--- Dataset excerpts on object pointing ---
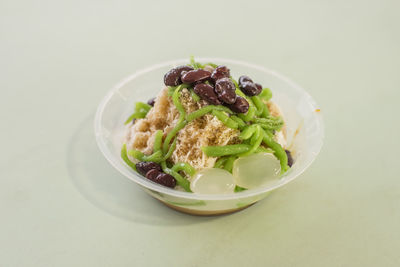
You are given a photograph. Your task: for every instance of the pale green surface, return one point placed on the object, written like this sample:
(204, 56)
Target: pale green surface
(62, 204)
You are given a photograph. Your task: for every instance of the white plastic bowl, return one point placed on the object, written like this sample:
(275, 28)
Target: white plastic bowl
(302, 117)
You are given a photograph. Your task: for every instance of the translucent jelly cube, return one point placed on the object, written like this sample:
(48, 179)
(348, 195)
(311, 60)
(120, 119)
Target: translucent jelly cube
(212, 181)
(256, 170)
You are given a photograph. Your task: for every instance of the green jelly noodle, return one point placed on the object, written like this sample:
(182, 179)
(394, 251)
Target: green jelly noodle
(256, 132)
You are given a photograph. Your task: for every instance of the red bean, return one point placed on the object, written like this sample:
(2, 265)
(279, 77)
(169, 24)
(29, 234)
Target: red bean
(151, 101)
(225, 90)
(143, 167)
(173, 77)
(220, 72)
(240, 106)
(206, 92)
(193, 76)
(249, 88)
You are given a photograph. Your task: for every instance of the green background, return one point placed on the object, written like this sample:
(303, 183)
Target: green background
(62, 204)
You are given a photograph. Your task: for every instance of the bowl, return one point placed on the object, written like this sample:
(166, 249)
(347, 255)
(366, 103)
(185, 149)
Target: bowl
(304, 132)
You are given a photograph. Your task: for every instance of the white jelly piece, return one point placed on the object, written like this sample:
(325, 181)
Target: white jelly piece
(256, 170)
(213, 181)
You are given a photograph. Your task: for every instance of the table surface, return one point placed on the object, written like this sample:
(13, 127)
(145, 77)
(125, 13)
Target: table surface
(62, 204)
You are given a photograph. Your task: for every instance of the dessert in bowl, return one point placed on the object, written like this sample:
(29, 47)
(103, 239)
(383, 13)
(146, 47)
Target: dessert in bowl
(209, 136)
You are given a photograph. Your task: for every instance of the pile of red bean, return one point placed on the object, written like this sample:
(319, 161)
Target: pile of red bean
(215, 87)
(153, 172)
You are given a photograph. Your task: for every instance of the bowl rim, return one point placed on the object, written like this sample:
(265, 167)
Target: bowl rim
(123, 168)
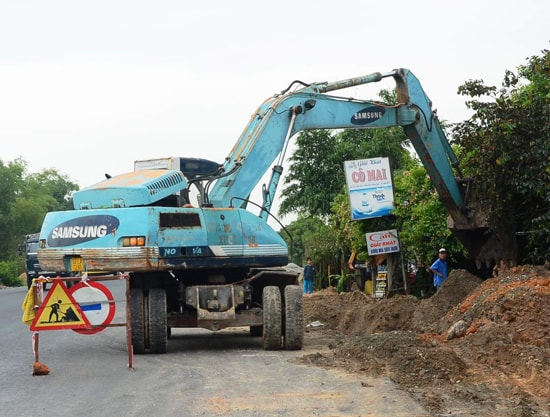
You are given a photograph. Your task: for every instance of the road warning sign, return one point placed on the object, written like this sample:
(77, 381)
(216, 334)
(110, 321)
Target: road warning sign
(59, 311)
(97, 304)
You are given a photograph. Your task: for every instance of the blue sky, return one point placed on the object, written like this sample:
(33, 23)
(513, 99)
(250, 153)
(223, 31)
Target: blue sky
(89, 87)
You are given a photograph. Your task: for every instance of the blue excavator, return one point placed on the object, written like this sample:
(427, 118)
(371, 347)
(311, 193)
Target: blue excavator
(215, 263)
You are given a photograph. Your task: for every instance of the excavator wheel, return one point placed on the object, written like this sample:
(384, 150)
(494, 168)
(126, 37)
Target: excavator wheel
(294, 318)
(138, 326)
(272, 318)
(158, 334)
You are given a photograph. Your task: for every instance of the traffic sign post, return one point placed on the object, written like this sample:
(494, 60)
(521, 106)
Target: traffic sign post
(88, 307)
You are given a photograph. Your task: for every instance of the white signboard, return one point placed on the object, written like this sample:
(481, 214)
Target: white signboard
(370, 187)
(385, 241)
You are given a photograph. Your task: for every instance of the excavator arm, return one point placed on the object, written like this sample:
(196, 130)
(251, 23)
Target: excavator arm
(266, 138)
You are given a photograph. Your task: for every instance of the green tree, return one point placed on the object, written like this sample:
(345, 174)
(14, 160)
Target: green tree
(26, 198)
(505, 147)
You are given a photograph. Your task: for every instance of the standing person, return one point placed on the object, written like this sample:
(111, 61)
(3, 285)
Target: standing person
(439, 269)
(309, 276)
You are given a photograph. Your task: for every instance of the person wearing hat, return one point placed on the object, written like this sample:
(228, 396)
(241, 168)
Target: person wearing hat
(439, 268)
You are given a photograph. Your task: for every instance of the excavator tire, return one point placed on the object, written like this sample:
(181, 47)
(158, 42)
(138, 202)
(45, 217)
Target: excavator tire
(158, 330)
(272, 318)
(294, 318)
(137, 322)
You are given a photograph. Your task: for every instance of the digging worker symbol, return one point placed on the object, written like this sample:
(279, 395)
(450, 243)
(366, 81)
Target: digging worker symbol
(55, 311)
(68, 315)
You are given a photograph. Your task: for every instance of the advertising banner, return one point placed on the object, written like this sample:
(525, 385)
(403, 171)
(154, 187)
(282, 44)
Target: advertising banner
(385, 241)
(370, 187)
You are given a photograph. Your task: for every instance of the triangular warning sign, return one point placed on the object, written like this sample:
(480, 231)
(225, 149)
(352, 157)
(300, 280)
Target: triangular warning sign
(59, 311)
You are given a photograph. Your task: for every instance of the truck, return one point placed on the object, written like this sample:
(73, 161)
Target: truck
(216, 262)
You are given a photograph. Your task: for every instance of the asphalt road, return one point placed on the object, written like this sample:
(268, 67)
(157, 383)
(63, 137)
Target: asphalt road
(203, 374)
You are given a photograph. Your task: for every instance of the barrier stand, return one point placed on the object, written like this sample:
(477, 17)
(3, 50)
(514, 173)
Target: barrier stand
(38, 300)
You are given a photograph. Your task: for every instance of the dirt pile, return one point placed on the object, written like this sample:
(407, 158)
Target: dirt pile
(474, 348)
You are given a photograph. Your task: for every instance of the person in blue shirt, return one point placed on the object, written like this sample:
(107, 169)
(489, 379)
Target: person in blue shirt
(309, 276)
(439, 268)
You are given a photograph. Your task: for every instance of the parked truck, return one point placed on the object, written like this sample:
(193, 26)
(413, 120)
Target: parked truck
(214, 263)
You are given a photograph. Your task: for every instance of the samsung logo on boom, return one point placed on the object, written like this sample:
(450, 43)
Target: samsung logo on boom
(82, 229)
(367, 115)
(79, 231)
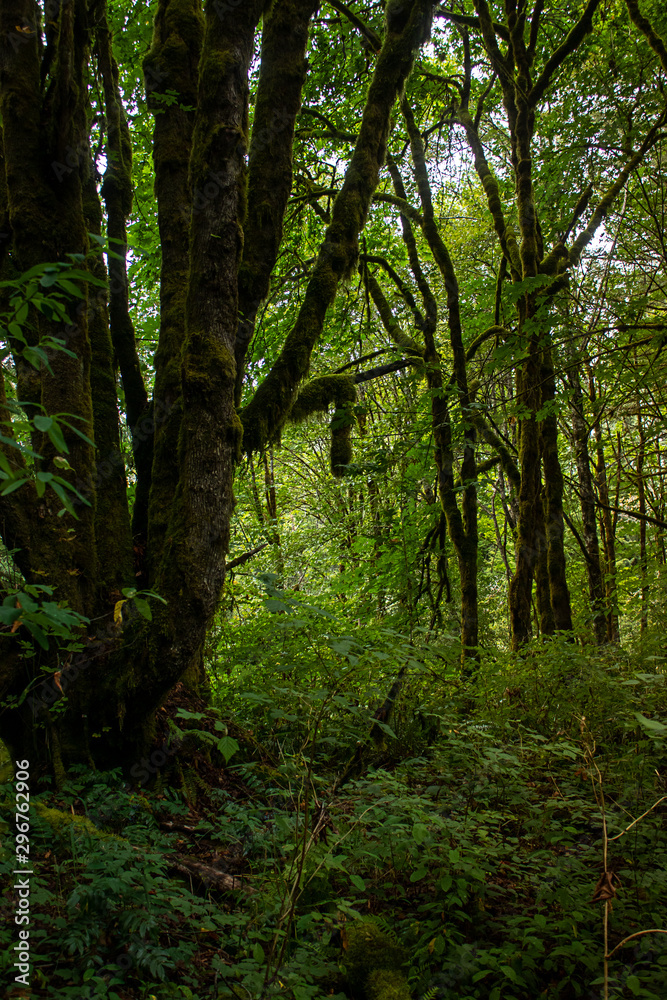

--- Stated problem ---
Output every line of the entries above as a Markdown table with the columns Row and Text, numbering each row and skipping blank lines. Leave out the pictures.

--- The solution ---
| Row | Text |
|---|---|
| 1 | You are given a photograph. Your task: for every instance of the pale green surface, return one point placed on the object, written like this sample: |
| 2 | (204, 56) |
| 3 | Target: pale green surface |
| 4 | (62, 204) |
| 5 | You are given a photograph. Your task: for every instance of the white plastic bowl, return one point placed on the object, written like this sample: |
| 6 | (275, 28) |
| 7 | Target: white plastic bowl |
| 8 | (302, 117) |
| 9 | You are given a photograph. Your task: for every instance of the translucent jelly cube, return one point placed on the object, written like this sample: |
| 10 | (48, 179) |
| 11 | (348, 195) |
| 12 | (311, 60) |
| 13 | (120, 119) |
| 14 | Target: translucent jelly cube |
| 15 | (212, 181) |
| 16 | (256, 170) |
| 17 | You are given a photograph. Your task: for every instance of the green jelly noodle, return one point placed on the object, written like this sample: |
| 18 | (182, 179) |
| 19 | (394, 251) |
| 20 | Target: green jelly noodle |
| 21 | (256, 132) |
| 22 | You are given a photograph. Your task: for every instance of the red bean, return one point placed on the object, written like this sample: |
| 23 | (2, 265) |
| 24 | (279, 77) |
| 25 | (169, 24) |
| 26 | (29, 234) |
| 27 | Target: red bean |
| 28 | (151, 101) |
| 29 | (225, 90) |
| 30 | (143, 167) |
| 31 | (173, 77) |
| 32 | (220, 72) |
| 33 | (240, 106) |
| 34 | (206, 92) |
| 35 | (193, 76) |
| 36 | (249, 88) |
| 37 | You are given a photograph. Your task: for every instance of the green background, return one point placed on the object, written like this sample: |
| 38 | (303, 183) |
| 39 | Target: green background |
| 40 | (62, 204) |
| 41 | You are given a photograph. Your task: for every instance of the bowl, return one point placed on the object, written like this sample: |
| 42 | (166, 249) |
| 43 | (347, 255) |
| 44 | (366, 103) |
| 45 | (185, 149) |
| 46 | Target: bowl |
| 47 | (304, 132) |
| 48 | You are given a photograph. Your task: for every instance of the white jelly piece, return one point placed on the object, written like this sample: |
| 49 | (325, 181) |
| 50 | Target: white jelly piece |
| 51 | (256, 170) |
| 52 | (213, 181) |
| 53 | You are given a photograph. Your task: for every instance of the table surface, return one point placed on the object, written like this sample: |
| 54 | (13, 127) |
| 55 | (145, 77) |
| 56 | (125, 13) |
| 57 | Target: table surface |
| 58 | (62, 204) |
| 59 | You are given a photograph. Your task: for every instance of the dessert in bowl, return one point placed on the object, written like this sample: |
| 60 | (29, 47) |
| 61 | (103, 239) |
| 62 | (383, 13) |
| 63 | (146, 47) |
| 64 | Target: dessert in bowl |
| 65 | (209, 136) |
| 66 | You are given a photograph. Your task: for every instance of the pile of red bean, return one point placed on the object, written like this sample: |
| 67 | (319, 161) |
| 68 | Target: pile of red bean |
| 69 | (215, 87) |
| 70 | (153, 172) |
| 71 | You are given a photograph. Your task: for every instance of the bowl rim, return one point placed on the object, written like this sample: |
| 72 | (265, 167) |
| 73 | Target: bowl rim |
| 74 | (123, 168) |
| 75 | You are given a photograph. Your task: for every instance of the road warning sign, return one point placed on the object, written like this sample: |
| 76 | (77, 381) |
| 77 | (216, 334) |
| 78 | (110, 321) |
| 79 | Target: road warning sign |
| 80 | (59, 311) |
| 81 | (97, 304) |
| 82 | You are given a photograph. Your task: for every instance of the blue sky, return one point placed on the object, written like this sample: |
| 83 | (33, 23) |
| 84 | (513, 99) |
| 85 | (250, 153) |
| 86 | (223, 31) |
| 87 | Target: blue sky |
| 88 | (89, 87) |
| 89 | You are given a photograph. Your task: for every instance of the blue excavator, return one point placed on the object, written like this sample: |
| 90 | (427, 118) |
| 91 | (371, 347) |
| 92 | (311, 193) |
| 93 | Target: blue excavator |
| 94 | (215, 263) |
| 95 | You are given a photograph. Your task: for every instance of the excavator wheel, return one point placed on the object, written like this sample: |
| 96 | (384, 150) |
| 97 | (494, 168) |
| 98 | (126, 37) |
| 99 | Target: excavator wheel |
| 100 | (294, 318) |
| 101 | (138, 326) |
| 102 | (272, 318) |
| 103 | (158, 334) |
| 104 | You are given a photograph. Your task: for every instance of the traffic sign post, return one point placed on the object, written like this sample: |
| 105 | (494, 60) |
| 106 | (521, 106) |
| 107 | Target: traffic sign post |
| 108 | (88, 307) |
| 109 | You are given a photograph. Your task: for every instance of the white signboard, return one point placed on the object, written like this sample: |
| 110 | (481, 214) |
| 111 | Target: white signboard |
| 112 | (370, 187) |
| 113 | (385, 241) |
| 114 | You are given a photograph. Your task: for every instance of the excavator arm, return one point placed on the object, written like this sample: |
| 115 | (196, 130) |
| 116 | (251, 23) |
| 117 | Target: excavator arm |
| 118 | (266, 138) |
| 119 | You are given a photograph. Your task: for every instance of the green tree, return one point placed on the object, written like this sample: |
| 120 | (345, 174) |
| 121 | (14, 160) |
| 122 | Target: green tree |
| 123 | (26, 198) |
| 124 | (505, 147) |
| 125 | You are given a photograph. Your task: for every instance of the standing person, return one point placed on the object, written like this sample: |
| 126 | (111, 61) |
| 127 | (3, 285) |
| 128 | Target: standing person |
| 129 | (439, 269) |
| 130 | (309, 276) |
| 131 | You are given a photograph. Your task: for every instance of the person wearing hat, return one point placed on the object, written like this sample: |
| 132 | (228, 396) |
| 133 | (241, 168) |
| 134 | Target: person wearing hat |
| 135 | (439, 268) |
| 136 | You are given a photograph. Your task: for every instance of the excavator tire, return one point placed on the object, written like this sample: |
| 137 | (181, 47) |
| 138 | (158, 42) |
| 139 | (138, 202) |
| 140 | (45, 217) |
| 141 | Target: excavator tire |
| 142 | (158, 330) |
| 143 | (272, 318) |
| 144 | (294, 318) |
| 145 | (137, 322) |
| 146 | You are given a photograph. Your task: for every instance of the digging worker symbol, return one point placed on the object, written like this sample: |
| 147 | (279, 395) |
| 148 | (450, 243) |
| 149 | (366, 81) |
| 150 | Target: digging worker symbol |
| 151 | (55, 311) |
| 152 | (68, 315) |
| 153 | You are given a photograph. Your task: for every instance of the advertising banner, return one point placed on the object, written like this sample: |
| 154 | (525, 385) |
| 155 | (403, 171) |
| 156 | (154, 187) |
| 157 | (282, 44) |
| 158 | Target: advertising banner |
| 159 | (385, 241) |
| 160 | (370, 187) |
| 161 | You are given a photograph. Your task: for every instance of the triangular warning sign, return one point placed on the object, written like this sample: |
| 162 | (480, 231) |
| 163 | (225, 149) |
| 164 | (352, 157) |
| 165 | (300, 280) |
| 166 | Target: triangular warning sign |
| 167 | (59, 311) |
| 168 | You are given a photograph. Your task: for every instance of the truck, return one point placed on the object, written like this sample: |
| 169 | (73, 161) |
| 170 | Target: truck |
| 171 | (216, 262) |
| 172 | You are given a photograph. Your task: for every instance of the asphalt road, return one point placed on the object, written like this sample: |
| 173 | (268, 67) |
| 174 | (157, 383) |
| 175 | (63, 137) |
| 176 | Target: asphalt road |
| 177 | (203, 374) |
| 178 | You are given a photograph. Your task: for every instance of the barrier stand, return one point placed on the object, written like this sample: |
| 179 | (477, 17) |
| 180 | (3, 50) |
| 181 | (514, 173) |
| 182 | Target: barrier stand |
| 183 | (38, 300) |
| 184 | You are given a photograph. Your task: for every instance of the dirt pile, return one point placed on the object, written like this sample: |
| 185 | (407, 158) |
| 186 | Target: dirt pile |
| 187 | (474, 348) |
| 188 | You are given a photograph. Your task: for every instance of the person in blue shirt, return one point placed on the object, written like this sample: |
| 189 | (107, 169) |
| 190 | (489, 379) |
| 191 | Target: person in blue shirt |
| 192 | (309, 276) |
| 193 | (439, 268) |
| 194 | You are given a photograph. Your task: for every instance of the parked truck, return one point placed on the object, written like this sample: |
| 195 | (193, 26) |
| 196 | (413, 120) |
| 197 | Target: parked truck |
| 198 | (214, 263) |
| 199 | You are given a photograph. Your task: for every instance of the samsung logo on boom, return one point placed on the object, written like this sample: |
| 200 | (450, 43) |
| 201 | Target: samsung logo on boom |
| 202 | (82, 229) |
| 203 | (367, 115) |
| 204 | (79, 231) |